# [MATERIAL]
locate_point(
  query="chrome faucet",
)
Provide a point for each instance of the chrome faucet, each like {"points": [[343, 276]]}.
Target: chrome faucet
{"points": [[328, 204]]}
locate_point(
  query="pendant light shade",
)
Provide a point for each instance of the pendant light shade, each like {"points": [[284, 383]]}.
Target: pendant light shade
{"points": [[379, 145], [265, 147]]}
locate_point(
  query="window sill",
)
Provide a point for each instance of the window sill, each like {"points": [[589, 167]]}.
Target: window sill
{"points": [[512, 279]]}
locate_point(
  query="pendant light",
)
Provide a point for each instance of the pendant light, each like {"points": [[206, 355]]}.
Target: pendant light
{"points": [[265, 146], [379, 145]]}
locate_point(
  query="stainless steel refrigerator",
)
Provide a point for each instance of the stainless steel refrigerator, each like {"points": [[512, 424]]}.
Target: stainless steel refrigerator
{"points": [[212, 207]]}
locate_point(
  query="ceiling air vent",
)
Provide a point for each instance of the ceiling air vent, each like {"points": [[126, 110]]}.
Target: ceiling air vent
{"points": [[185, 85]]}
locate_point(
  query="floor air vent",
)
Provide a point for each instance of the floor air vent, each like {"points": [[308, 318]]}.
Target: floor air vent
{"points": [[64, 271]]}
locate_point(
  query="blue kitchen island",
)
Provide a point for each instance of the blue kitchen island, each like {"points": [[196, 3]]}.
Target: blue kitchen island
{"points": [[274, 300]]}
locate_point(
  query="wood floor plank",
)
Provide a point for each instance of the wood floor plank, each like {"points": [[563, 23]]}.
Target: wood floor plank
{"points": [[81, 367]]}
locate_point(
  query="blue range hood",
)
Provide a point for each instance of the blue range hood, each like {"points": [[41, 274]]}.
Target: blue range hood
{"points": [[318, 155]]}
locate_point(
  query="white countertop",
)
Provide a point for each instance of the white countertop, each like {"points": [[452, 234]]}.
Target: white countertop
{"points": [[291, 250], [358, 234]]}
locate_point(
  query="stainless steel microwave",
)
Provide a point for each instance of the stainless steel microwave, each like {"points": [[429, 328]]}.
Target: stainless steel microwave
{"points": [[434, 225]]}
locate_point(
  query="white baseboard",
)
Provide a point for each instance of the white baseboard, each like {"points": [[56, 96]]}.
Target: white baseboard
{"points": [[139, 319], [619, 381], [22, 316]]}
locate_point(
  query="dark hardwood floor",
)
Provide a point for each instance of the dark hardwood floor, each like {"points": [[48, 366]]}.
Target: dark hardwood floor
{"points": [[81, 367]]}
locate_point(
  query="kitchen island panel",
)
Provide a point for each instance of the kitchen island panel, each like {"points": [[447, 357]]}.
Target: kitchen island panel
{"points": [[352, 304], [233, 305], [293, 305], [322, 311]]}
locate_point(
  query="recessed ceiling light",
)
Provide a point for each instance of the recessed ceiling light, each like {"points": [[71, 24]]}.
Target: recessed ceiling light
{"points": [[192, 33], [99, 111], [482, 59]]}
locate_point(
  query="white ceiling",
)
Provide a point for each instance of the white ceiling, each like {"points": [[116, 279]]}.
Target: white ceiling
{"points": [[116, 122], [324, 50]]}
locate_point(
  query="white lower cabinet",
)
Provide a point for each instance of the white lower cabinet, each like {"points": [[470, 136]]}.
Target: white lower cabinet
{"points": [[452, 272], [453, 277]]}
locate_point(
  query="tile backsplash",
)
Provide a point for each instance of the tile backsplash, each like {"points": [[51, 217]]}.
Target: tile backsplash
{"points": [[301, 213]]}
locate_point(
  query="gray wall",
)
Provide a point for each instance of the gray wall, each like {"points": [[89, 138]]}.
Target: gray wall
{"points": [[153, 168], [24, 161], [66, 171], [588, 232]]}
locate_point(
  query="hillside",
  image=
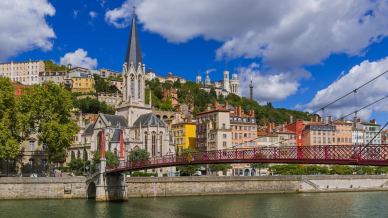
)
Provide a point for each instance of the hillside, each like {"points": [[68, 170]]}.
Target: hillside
{"points": [[190, 93]]}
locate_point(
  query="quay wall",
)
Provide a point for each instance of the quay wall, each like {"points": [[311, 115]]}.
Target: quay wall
{"points": [[42, 187], [77, 187], [184, 186]]}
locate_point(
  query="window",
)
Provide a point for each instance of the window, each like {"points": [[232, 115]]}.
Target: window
{"points": [[146, 141], [153, 143], [161, 143], [32, 145]]}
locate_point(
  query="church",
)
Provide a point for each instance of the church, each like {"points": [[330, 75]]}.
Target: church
{"points": [[134, 118]]}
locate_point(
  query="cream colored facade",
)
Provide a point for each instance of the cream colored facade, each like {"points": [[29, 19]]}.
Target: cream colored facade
{"points": [[26, 73], [82, 84], [343, 131], [213, 130], [183, 135]]}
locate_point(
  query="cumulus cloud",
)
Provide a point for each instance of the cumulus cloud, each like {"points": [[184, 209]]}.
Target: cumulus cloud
{"points": [[23, 26], [268, 87], [79, 58], [121, 17], [286, 34], [93, 14], [356, 76]]}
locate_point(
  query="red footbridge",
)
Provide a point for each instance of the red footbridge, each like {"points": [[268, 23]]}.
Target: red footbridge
{"points": [[376, 155]]}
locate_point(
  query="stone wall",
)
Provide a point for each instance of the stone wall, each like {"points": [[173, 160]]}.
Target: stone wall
{"points": [[183, 186], [42, 187]]}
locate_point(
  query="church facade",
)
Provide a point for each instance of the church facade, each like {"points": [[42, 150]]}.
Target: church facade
{"points": [[140, 128]]}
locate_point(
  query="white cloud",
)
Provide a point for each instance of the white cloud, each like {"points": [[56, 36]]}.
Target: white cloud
{"points": [[23, 26], [79, 58], [121, 17], [357, 76], [93, 14], [268, 87], [287, 34]]}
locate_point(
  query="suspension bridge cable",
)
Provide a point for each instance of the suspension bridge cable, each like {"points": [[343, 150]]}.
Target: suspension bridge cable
{"points": [[379, 132], [353, 91]]}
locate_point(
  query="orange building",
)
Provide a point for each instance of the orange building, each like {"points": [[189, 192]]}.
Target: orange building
{"points": [[343, 132], [243, 126]]}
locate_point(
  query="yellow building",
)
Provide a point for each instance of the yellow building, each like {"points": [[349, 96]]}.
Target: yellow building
{"points": [[82, 84], [183, 135]]}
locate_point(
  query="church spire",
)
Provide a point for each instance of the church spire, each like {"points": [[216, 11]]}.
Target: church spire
{"points": [[133, 54]]}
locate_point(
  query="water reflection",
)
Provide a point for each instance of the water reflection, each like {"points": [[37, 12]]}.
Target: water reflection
{"points": [[372, 204]]}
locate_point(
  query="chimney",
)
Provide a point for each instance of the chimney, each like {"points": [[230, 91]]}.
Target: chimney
{"points": [[291, 119], [269, 127]]}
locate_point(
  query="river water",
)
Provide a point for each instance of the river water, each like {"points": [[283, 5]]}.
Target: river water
{"points": [[350, 204]]}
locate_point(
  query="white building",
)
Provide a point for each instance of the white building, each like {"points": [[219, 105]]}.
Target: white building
{"points": [[26, 73], [366, 132], [223, 87]]}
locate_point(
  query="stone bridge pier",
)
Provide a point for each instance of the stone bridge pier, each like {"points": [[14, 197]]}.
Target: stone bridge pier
{"points": [[108, 186]]}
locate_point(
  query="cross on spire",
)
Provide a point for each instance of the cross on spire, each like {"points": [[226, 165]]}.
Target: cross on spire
{"points": [[133, 54]]}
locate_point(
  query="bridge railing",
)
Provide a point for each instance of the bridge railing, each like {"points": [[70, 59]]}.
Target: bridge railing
{"points": [[330, 154]]}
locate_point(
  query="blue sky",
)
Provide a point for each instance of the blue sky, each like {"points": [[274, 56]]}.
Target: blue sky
{"points": [[292, 49]]}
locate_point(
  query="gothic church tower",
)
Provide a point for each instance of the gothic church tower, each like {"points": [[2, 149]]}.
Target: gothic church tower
{"points": [[133, 69]]}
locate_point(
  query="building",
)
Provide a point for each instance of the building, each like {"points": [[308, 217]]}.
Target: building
{"points": [[296, 128], [213, 130], [110, 99], [318, 133], [384, 137], [265, 139], [172, 95], [244, 128], [183, 135], [26, 73], [343, 132], [223, 87], [150, 75], [80, 82], [371, 132], [106, 73], [57, 77], [118, 84]]}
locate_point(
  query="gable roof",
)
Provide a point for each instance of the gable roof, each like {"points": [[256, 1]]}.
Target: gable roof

# [YOUR TASK]
Which lines of the listing contain the word "facade"? List each one.

# [THE SOLUTION]
  query="cream colored facade",
Provide a point for each instance of the cream colored facade, each like {"points": [[29, 19]]}.
Target: cream colored facade
  query="church facade",
Provide a point for each instance of the church facade, each like {"points": [[42, 150]]}.
Target: church facade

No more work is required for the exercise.